# Task to complete
Find every line in the records that contains the word "image", matching case exactly, and copy each of those lines in full.
Top of Task material
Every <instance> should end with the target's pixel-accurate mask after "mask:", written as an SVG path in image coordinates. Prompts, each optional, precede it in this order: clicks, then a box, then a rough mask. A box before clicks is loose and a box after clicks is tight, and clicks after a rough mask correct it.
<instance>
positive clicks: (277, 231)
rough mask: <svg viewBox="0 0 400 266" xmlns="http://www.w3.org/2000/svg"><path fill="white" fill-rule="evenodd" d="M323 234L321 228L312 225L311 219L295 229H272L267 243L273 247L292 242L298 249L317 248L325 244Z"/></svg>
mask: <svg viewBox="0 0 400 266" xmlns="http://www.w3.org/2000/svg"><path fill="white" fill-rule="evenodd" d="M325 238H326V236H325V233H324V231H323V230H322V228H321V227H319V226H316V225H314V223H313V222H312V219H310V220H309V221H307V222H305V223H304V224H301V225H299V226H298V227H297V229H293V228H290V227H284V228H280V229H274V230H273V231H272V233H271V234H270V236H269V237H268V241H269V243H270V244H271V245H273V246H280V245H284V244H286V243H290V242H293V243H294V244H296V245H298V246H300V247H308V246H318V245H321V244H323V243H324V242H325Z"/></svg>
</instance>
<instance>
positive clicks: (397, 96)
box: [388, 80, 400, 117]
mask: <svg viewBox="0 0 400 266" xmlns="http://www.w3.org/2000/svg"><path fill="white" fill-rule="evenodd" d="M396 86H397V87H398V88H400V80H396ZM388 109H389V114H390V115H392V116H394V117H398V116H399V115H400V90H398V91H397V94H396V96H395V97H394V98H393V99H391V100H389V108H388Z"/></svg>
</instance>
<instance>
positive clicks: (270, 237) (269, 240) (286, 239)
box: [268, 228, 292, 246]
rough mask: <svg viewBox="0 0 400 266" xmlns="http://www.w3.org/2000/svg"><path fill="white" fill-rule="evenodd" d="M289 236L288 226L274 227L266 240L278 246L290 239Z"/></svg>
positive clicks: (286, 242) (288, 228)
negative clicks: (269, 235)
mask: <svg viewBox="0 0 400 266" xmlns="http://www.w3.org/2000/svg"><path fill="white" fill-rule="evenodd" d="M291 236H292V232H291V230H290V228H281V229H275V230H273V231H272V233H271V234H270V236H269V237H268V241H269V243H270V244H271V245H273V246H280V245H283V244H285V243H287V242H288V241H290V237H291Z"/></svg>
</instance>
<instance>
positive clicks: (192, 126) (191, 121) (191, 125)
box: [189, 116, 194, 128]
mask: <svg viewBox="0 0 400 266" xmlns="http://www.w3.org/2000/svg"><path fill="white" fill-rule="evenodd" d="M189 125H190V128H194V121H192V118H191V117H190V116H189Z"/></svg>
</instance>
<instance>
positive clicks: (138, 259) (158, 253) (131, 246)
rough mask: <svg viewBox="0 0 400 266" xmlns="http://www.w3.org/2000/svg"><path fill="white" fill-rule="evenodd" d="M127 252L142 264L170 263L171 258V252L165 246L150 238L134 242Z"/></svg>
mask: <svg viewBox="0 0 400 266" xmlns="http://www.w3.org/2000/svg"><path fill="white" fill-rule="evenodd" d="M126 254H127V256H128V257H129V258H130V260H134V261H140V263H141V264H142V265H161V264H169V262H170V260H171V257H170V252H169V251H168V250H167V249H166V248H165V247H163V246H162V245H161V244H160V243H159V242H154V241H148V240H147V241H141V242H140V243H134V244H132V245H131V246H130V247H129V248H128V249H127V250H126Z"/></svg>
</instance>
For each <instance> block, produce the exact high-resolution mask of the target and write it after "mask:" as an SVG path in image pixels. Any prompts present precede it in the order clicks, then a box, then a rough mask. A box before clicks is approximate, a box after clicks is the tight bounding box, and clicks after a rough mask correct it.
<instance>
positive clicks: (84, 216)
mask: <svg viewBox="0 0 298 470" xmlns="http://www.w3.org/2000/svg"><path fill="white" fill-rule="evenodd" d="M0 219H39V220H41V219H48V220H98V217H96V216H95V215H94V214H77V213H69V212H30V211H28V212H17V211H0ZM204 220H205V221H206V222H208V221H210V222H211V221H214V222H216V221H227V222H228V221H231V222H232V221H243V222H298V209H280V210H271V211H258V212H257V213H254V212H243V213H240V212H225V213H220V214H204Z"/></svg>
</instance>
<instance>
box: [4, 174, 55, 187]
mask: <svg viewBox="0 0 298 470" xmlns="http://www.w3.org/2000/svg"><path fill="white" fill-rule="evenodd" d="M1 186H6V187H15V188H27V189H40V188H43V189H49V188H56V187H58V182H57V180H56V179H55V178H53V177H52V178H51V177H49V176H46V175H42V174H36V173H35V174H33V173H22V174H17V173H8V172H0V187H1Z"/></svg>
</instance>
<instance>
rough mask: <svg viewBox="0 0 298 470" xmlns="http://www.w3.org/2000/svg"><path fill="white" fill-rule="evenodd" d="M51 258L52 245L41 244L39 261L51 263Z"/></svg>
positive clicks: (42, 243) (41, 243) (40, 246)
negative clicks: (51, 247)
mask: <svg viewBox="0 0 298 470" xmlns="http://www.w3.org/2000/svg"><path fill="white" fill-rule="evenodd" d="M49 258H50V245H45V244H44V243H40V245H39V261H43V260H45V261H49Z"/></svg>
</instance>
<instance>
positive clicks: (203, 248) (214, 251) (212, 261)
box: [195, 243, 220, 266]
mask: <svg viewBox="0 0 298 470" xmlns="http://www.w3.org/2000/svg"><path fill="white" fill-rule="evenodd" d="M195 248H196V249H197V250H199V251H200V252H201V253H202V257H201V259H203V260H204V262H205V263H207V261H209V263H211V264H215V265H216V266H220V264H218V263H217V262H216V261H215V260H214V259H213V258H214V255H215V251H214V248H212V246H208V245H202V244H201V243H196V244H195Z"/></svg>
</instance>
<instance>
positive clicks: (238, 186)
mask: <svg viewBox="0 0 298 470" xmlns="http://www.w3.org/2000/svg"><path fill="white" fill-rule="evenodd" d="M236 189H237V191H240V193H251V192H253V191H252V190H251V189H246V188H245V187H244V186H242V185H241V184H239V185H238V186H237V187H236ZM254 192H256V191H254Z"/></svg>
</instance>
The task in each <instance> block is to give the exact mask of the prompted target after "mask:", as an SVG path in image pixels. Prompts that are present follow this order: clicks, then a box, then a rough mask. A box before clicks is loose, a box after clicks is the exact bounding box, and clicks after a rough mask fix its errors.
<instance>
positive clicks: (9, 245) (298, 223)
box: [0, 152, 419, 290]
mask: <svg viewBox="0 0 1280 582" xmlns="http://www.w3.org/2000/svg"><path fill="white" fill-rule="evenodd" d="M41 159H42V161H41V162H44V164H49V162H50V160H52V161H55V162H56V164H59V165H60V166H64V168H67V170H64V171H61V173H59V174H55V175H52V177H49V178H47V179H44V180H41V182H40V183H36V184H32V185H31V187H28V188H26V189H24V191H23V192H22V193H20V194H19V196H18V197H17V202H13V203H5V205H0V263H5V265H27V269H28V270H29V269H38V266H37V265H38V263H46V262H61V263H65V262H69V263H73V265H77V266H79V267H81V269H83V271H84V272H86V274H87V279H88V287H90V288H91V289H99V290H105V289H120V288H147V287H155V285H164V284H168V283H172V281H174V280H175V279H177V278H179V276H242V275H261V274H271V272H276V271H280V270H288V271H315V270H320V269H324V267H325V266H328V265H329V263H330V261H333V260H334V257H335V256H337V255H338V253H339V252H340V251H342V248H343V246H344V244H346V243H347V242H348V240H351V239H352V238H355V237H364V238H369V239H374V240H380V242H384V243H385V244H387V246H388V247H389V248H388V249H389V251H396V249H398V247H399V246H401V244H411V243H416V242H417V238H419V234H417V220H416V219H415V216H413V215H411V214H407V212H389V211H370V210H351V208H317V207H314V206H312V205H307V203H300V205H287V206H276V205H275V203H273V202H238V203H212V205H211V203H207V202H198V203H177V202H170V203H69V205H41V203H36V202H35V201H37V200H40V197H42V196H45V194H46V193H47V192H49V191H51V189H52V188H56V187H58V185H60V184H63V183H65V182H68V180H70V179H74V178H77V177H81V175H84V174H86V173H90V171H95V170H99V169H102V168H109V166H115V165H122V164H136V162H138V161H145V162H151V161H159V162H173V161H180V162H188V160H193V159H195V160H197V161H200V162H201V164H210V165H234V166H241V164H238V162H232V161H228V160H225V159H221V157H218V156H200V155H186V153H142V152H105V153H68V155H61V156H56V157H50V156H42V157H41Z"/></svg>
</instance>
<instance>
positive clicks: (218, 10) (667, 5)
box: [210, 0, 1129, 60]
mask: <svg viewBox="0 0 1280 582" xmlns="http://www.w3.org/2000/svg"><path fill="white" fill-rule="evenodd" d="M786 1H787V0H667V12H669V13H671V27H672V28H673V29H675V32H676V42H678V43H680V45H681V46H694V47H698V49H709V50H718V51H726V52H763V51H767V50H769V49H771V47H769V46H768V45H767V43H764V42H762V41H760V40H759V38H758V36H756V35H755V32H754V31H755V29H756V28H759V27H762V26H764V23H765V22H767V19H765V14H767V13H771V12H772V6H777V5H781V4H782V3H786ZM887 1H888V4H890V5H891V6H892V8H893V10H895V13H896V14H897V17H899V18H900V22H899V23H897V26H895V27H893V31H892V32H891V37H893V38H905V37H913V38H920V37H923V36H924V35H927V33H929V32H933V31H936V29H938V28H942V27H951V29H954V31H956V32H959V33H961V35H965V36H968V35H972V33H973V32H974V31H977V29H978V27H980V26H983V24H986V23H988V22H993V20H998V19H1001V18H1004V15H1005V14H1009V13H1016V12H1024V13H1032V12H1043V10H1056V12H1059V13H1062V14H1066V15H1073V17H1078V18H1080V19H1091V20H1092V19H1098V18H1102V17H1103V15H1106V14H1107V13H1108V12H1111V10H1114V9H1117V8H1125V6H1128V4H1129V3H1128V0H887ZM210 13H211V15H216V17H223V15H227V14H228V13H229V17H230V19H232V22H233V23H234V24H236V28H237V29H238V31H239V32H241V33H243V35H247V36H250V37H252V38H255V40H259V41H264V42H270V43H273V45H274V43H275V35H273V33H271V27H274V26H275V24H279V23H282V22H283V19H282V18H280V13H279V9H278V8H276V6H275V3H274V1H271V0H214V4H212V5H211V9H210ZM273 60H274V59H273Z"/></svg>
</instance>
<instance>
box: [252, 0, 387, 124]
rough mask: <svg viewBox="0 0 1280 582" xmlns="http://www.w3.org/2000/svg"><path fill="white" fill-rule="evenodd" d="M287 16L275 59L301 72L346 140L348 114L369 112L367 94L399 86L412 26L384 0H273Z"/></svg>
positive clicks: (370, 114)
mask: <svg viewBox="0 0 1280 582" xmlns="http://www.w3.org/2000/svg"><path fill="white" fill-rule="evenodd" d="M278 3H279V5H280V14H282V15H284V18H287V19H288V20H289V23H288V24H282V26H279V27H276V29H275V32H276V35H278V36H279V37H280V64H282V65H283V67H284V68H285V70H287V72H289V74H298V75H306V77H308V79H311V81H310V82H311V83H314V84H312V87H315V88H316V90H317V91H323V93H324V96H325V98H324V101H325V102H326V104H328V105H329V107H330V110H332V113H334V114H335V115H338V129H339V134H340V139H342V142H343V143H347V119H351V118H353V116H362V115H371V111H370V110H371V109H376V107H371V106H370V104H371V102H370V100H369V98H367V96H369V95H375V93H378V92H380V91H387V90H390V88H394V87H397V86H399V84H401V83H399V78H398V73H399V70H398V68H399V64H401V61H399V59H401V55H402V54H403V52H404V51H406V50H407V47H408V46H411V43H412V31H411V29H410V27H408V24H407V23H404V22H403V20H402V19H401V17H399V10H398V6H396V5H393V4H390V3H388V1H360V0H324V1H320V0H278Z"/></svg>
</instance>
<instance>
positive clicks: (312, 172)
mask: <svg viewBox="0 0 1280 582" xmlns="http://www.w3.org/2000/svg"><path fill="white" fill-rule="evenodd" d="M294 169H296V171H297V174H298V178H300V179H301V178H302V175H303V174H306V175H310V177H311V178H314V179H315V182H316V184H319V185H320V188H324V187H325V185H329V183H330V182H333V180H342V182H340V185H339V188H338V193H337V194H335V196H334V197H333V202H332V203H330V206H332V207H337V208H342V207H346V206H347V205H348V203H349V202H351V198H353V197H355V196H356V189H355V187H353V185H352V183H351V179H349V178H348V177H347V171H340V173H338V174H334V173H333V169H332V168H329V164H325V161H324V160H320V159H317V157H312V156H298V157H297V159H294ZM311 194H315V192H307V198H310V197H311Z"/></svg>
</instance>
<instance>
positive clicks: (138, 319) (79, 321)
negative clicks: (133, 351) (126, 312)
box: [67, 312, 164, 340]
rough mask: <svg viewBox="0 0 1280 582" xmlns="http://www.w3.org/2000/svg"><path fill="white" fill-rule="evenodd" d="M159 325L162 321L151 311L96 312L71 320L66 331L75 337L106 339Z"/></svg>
Bottom of Task material
# Response
Every <instance> should end with the target's pixel-accurate mask after "mask:", written as an SVG path in image coordinates. Prompts, each optional, precede it in this order: clicks, then a box, then a rough mask. A box before clicks is loose and a box after clicks is tight, and clicks after a rough mask correct it.
For each <instance> block, produce the exact high-resolution mask of the target and write it after "mask:" as an SVG path in image pixels. Any prompts present precede it in the order clicks, then a box, then a rough mask. A box before clicks is approximate, a box after clicks is the tight bounding box, and clicks after a rough mask correct it.
The task in each <instance> block is to give the exact mask of the prompted target after "mask:", as an SVG path in image pixels. Prompts that are present follow this order: clicks, then a box, then a rough mask. A box before clicks is loose, a box after clicks is the exact bounding box, and clicks after a rough mask fix its errors.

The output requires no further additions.